# start of Data

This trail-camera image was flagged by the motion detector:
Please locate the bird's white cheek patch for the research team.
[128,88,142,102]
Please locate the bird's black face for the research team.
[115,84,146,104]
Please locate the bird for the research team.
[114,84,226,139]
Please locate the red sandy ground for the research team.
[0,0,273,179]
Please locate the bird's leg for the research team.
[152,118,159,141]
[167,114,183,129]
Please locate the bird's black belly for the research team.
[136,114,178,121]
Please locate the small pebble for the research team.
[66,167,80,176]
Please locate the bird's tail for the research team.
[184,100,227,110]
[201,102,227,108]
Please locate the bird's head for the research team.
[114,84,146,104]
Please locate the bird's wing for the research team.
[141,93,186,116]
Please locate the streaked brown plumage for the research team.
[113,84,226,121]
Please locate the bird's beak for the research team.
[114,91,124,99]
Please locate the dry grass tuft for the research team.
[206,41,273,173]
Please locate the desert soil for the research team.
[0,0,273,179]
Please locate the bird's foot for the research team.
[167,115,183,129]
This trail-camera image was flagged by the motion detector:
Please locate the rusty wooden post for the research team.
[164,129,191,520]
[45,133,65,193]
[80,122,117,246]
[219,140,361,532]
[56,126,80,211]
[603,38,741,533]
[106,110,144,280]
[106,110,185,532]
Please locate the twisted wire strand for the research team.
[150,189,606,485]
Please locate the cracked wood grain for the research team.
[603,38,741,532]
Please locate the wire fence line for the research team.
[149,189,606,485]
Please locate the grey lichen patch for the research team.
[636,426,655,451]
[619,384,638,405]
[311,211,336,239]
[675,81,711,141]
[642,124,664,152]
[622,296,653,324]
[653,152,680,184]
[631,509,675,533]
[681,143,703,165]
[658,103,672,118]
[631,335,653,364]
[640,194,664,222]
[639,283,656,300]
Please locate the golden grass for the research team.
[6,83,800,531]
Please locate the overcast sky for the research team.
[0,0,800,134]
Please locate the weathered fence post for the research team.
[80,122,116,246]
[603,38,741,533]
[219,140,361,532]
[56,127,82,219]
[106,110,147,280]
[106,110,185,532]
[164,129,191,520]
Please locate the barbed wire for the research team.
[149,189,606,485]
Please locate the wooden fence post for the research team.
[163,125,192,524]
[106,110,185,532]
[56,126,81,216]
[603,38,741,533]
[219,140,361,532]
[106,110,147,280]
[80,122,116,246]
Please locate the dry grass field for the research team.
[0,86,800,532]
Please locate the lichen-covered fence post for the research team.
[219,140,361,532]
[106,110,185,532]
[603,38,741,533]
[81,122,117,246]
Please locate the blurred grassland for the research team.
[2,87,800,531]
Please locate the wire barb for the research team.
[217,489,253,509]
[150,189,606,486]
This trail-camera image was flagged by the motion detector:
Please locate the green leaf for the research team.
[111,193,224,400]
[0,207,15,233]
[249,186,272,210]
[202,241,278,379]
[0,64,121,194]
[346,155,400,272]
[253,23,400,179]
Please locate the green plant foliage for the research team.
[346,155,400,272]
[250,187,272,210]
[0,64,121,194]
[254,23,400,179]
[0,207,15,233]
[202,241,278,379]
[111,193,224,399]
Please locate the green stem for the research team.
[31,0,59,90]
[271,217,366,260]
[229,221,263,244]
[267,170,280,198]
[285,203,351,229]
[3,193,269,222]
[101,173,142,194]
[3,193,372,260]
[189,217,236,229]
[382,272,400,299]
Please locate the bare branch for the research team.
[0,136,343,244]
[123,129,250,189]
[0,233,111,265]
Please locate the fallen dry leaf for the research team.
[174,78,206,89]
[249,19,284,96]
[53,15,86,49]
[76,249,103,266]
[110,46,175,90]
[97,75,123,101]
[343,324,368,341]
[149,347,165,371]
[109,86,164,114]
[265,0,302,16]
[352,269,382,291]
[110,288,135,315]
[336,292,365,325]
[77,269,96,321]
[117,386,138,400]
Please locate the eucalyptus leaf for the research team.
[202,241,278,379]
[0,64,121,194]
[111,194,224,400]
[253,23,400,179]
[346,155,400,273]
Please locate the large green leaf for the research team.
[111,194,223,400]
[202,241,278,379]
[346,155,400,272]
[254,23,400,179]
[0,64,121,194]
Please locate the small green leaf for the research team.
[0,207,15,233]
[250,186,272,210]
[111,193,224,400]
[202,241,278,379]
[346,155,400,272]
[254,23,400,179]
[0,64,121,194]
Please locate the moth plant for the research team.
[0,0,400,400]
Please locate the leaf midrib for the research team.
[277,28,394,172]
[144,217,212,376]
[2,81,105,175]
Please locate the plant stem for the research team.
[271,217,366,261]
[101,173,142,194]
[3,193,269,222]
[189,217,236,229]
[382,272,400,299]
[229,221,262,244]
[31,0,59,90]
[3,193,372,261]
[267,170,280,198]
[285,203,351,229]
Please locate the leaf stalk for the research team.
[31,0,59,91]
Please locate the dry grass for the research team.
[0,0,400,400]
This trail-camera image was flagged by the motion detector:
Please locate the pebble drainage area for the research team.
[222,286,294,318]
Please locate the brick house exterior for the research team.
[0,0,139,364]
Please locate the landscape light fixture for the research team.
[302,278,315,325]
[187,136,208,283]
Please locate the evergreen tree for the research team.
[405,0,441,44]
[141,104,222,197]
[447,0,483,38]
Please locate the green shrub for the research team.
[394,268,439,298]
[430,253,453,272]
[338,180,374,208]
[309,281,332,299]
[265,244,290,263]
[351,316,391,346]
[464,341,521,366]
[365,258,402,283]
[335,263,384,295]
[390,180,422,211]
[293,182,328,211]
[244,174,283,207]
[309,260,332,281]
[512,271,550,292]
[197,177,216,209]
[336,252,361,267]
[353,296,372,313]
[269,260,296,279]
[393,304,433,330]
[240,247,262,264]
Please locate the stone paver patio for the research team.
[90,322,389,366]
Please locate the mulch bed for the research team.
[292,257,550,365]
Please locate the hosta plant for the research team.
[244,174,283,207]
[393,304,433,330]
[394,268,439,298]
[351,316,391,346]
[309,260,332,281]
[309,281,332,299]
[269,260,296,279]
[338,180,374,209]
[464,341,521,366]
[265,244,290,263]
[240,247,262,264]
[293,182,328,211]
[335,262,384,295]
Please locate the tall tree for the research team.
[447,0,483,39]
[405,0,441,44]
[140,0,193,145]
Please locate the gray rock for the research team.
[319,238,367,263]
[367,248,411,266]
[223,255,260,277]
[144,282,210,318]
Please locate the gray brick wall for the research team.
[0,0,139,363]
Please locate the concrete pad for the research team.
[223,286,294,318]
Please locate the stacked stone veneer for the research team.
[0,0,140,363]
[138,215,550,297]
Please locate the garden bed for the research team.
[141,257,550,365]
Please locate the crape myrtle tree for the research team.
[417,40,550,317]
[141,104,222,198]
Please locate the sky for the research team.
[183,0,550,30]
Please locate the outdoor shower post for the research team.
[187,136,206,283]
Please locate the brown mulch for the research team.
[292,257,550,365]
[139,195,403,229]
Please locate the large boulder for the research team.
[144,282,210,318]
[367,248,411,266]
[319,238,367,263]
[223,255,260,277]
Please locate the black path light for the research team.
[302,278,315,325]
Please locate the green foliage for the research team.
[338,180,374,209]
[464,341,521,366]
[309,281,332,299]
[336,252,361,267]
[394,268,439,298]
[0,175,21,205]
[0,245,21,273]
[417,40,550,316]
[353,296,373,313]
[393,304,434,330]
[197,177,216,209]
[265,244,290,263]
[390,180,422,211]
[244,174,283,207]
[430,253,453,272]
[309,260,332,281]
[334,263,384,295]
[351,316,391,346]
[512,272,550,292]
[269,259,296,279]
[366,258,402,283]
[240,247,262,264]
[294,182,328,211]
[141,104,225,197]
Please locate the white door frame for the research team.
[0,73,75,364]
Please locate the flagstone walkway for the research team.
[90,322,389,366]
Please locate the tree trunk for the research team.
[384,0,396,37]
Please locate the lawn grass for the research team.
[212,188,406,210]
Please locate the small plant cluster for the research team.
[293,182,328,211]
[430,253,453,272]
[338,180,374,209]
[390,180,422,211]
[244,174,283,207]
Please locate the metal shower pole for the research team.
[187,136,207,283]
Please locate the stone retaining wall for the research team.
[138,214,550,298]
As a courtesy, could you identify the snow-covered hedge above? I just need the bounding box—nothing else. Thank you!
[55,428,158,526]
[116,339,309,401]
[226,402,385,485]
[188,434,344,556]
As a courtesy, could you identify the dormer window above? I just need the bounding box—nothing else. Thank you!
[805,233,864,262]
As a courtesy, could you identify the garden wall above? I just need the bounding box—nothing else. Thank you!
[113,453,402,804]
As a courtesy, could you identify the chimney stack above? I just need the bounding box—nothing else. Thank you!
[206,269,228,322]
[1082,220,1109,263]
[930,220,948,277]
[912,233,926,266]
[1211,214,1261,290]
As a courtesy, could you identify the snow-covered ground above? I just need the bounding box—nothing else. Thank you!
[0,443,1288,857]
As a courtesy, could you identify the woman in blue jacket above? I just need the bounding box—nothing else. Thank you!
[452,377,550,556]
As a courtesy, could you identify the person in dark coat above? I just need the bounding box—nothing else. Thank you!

# end of Data

(Problem to work on): Can you rescale the rows that begin at the line containing "Please locate the mulch" and stop after the line containing "[335,262,384,295]"? Write out each of those lines again, requests included, with every bounding-box coordinate multiplied by 1.15 and rounded to a whole number, halves rounding up.

(Complete response):
Please locate the mulch bed for the research team.
[336,296,633,420]
Please locate the hosta plant for the research team.
[281,200,325,238]
[452,350,498,380]
[453,308,505,343]
[404,363,450,398]
[355,299,382,323]
[355,323,382,344]
[309,299,340,321]
[389,207,430,240]
[534,392,599,421]
[305,281,334,302]
[276,284,301,304]
[337,209,377,243]
[385,301,442,339]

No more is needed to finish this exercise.